== Challenge ==
In the items below, copy everything from the start down through the line containing "column 265, row 42", switching "drop a marker" to "place a pin" and leaving all else unchanged.

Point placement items
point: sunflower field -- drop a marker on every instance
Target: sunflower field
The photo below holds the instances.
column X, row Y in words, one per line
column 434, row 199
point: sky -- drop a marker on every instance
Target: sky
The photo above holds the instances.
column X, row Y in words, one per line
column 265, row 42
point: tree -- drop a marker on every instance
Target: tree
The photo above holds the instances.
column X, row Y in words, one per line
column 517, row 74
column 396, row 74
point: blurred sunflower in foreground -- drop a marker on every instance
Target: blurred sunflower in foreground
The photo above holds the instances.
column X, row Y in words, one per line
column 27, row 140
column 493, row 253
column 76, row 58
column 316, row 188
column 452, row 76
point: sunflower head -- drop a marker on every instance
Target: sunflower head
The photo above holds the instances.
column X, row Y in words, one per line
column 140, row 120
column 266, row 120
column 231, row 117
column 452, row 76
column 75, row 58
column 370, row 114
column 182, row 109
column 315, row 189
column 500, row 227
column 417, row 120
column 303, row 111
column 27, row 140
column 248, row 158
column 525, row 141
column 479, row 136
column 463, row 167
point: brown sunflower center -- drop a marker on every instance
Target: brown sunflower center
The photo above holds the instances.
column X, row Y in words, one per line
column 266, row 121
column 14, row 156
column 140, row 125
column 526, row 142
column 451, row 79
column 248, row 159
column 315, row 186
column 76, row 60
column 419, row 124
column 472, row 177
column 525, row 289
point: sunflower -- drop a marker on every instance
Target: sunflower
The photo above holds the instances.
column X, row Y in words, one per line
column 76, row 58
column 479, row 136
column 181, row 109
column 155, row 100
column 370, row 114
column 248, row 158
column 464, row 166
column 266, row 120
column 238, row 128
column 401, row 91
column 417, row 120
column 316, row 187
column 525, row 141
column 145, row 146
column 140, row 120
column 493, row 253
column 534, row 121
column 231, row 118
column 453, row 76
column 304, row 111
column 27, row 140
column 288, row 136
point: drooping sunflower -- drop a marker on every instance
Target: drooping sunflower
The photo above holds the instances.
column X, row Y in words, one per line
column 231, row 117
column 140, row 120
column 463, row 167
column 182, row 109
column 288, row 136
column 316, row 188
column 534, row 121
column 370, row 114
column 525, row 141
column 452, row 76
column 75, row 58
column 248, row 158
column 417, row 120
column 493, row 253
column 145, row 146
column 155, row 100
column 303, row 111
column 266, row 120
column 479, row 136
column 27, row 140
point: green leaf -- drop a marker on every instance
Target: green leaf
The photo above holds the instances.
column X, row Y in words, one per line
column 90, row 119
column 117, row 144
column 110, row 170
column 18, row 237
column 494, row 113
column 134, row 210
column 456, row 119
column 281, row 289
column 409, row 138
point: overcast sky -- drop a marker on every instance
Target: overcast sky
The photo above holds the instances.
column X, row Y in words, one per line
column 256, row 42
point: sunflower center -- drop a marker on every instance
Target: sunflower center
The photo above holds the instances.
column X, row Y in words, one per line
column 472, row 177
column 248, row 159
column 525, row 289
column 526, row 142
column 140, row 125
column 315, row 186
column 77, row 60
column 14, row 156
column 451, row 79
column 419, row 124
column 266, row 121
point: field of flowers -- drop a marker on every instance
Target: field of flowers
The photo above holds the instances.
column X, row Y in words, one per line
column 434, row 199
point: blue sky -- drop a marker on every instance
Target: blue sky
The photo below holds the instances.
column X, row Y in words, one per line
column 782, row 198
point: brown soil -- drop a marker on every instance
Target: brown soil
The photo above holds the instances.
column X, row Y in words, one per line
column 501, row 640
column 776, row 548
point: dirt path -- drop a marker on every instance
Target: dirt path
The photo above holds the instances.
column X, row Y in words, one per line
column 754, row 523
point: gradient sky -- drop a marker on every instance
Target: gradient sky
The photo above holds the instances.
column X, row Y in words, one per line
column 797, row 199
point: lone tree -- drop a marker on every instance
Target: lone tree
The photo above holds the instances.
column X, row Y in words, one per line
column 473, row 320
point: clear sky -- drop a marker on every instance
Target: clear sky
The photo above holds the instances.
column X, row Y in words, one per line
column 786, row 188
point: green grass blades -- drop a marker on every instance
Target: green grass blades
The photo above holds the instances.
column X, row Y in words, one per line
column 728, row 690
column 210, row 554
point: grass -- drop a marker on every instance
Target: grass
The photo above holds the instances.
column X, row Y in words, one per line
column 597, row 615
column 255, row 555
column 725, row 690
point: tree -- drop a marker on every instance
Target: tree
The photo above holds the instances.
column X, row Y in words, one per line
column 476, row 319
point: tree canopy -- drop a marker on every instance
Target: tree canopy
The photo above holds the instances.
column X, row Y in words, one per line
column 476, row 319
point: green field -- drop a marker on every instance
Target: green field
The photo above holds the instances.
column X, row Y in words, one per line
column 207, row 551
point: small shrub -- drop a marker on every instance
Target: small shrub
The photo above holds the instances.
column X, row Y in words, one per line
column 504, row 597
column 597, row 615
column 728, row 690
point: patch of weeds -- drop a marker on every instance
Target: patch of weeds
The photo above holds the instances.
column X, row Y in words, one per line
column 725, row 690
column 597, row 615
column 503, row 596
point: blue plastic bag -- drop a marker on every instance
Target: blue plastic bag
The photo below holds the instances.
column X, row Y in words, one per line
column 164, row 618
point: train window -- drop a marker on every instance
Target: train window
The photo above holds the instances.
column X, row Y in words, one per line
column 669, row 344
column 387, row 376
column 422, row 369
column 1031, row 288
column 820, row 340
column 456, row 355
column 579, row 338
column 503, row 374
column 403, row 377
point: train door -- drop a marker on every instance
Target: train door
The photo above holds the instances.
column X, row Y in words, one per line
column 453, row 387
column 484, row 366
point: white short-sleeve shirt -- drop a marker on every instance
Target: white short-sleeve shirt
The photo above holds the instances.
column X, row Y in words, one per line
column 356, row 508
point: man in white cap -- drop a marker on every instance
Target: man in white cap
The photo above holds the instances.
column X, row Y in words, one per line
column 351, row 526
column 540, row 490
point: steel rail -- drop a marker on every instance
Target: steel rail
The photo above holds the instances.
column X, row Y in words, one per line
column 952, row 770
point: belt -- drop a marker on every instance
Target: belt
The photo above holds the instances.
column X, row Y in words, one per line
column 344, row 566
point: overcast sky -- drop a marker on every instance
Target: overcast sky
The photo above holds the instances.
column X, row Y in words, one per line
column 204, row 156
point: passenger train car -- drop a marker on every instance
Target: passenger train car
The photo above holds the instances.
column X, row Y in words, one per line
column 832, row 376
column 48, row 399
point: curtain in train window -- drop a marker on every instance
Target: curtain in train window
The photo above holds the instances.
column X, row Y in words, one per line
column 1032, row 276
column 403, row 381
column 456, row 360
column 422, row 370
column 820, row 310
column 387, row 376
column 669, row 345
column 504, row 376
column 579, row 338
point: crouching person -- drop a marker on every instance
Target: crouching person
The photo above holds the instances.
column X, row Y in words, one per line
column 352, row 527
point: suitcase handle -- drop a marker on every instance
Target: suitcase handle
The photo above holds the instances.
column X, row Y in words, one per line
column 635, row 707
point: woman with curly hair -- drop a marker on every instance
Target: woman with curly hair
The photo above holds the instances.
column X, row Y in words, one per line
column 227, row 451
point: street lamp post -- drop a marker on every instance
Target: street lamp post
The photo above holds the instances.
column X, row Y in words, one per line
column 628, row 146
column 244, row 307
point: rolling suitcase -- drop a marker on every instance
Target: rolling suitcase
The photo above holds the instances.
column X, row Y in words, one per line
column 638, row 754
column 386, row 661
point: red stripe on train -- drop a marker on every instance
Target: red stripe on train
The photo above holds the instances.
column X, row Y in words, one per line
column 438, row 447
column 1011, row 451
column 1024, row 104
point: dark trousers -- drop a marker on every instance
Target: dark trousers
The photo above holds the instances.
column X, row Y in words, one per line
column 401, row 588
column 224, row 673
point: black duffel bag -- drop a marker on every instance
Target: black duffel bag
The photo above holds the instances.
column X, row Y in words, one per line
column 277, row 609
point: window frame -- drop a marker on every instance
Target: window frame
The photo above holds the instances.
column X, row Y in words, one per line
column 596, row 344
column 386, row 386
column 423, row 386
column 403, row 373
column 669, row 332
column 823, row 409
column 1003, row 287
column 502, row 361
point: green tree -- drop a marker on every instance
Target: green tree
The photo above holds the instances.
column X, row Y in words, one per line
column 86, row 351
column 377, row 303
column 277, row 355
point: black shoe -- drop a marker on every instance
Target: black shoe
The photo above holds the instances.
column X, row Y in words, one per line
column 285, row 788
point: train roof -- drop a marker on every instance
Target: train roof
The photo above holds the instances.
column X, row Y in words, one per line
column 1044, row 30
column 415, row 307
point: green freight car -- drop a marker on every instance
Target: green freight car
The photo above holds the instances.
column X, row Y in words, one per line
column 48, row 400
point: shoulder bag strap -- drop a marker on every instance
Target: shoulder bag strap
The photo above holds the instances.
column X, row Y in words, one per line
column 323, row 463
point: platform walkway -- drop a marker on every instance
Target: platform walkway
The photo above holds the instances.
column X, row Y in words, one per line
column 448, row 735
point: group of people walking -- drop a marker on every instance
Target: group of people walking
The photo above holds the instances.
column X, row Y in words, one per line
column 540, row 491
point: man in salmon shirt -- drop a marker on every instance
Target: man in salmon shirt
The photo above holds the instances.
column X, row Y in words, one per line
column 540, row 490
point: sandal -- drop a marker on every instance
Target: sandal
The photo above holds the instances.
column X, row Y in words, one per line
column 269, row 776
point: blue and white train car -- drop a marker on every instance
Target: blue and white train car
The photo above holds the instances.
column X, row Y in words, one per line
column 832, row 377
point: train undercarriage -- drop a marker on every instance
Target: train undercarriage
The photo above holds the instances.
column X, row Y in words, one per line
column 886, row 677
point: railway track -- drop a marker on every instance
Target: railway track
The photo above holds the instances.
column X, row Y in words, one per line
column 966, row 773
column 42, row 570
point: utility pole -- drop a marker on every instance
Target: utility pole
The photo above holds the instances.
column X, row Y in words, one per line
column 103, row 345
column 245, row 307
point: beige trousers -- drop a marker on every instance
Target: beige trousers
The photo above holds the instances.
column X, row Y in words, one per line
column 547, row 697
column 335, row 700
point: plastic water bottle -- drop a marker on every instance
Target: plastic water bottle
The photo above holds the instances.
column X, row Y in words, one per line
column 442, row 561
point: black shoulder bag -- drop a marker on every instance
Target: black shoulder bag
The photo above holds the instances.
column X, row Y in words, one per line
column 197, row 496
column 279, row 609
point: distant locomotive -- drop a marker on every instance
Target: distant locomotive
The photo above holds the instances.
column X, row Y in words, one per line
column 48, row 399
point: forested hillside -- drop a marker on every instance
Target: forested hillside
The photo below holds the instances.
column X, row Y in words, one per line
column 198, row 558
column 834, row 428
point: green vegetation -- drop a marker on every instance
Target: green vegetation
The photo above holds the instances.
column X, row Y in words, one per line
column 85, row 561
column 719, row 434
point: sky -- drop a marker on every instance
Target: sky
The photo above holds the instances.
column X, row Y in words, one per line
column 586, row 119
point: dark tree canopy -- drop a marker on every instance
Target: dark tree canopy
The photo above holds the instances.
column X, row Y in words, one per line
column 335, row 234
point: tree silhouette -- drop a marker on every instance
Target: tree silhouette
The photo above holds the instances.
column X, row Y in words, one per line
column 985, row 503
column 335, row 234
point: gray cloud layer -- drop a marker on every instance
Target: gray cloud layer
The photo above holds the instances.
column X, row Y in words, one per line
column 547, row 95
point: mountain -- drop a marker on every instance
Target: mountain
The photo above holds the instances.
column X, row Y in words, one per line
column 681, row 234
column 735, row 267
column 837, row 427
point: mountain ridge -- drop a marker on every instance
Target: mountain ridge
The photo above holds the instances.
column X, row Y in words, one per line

== Result for this exercise ==
point: sunflower field -- place a pin on every instance
Target: sunflower field
The photo below holds the instances.
column X, row Y in words, one per line
column 434, row 199
point: sky -- place a pin on every instance
Target: sky
The photo above holds the instances.
column X, row Y in words, one per line
column 265, row 42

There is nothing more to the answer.